[Task goal] Search the records below for the word "reddish", then return every line where it appears.

[Material supplied]
──────
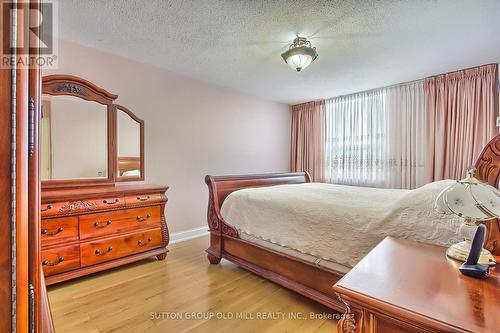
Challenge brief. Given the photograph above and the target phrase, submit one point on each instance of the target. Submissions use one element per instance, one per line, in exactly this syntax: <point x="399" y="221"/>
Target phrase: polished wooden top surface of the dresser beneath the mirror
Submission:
<point x="99" y="191"/>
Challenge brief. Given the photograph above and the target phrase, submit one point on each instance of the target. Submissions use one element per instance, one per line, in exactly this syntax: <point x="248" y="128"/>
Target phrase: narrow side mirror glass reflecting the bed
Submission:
<point x="129" y="145"/>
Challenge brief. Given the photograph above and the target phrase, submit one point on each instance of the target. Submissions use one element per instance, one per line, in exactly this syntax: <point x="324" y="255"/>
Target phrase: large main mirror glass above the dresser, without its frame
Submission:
<point x="74" y="138"/>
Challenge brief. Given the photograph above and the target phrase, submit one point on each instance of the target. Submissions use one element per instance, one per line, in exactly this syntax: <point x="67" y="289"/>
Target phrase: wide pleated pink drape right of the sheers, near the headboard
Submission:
<point x="461" y="108"/>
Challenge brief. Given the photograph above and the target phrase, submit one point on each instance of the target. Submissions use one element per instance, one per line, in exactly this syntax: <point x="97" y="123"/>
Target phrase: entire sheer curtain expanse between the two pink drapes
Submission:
<point x="376" y="138"/>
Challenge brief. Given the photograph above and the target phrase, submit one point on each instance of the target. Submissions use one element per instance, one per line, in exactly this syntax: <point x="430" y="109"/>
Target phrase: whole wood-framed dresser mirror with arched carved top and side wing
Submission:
<point x="86" y="139"/>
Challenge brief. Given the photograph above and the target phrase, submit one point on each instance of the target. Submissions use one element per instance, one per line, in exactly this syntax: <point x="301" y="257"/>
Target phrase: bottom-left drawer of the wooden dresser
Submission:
<point x="60" y="259"/>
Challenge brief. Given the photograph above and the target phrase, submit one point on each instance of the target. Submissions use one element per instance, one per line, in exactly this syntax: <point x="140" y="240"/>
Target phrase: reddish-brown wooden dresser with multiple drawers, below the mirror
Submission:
<point x="87" y="230"/>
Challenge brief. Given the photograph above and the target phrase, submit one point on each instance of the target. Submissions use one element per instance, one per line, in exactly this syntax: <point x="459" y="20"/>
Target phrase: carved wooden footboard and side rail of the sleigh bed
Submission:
<point x="298" y="275"/>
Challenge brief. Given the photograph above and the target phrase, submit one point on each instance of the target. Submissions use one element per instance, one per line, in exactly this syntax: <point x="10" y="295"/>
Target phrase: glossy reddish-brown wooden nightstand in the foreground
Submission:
<point x="406" y="286"/>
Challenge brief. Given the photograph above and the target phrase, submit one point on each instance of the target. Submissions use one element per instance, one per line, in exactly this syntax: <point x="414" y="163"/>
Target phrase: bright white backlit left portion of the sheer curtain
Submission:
<point x="356" y="146"/>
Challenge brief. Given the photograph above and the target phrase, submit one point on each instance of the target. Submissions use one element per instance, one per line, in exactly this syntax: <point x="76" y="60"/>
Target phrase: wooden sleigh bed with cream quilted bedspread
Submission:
<point x="245" y="231"/>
──────
[Solution]
Target phrase: reddish-brown wooden dresser with multiple drawers, below the mirror
Target phrase: glossy reddish-brown wooden nightstand in the foreground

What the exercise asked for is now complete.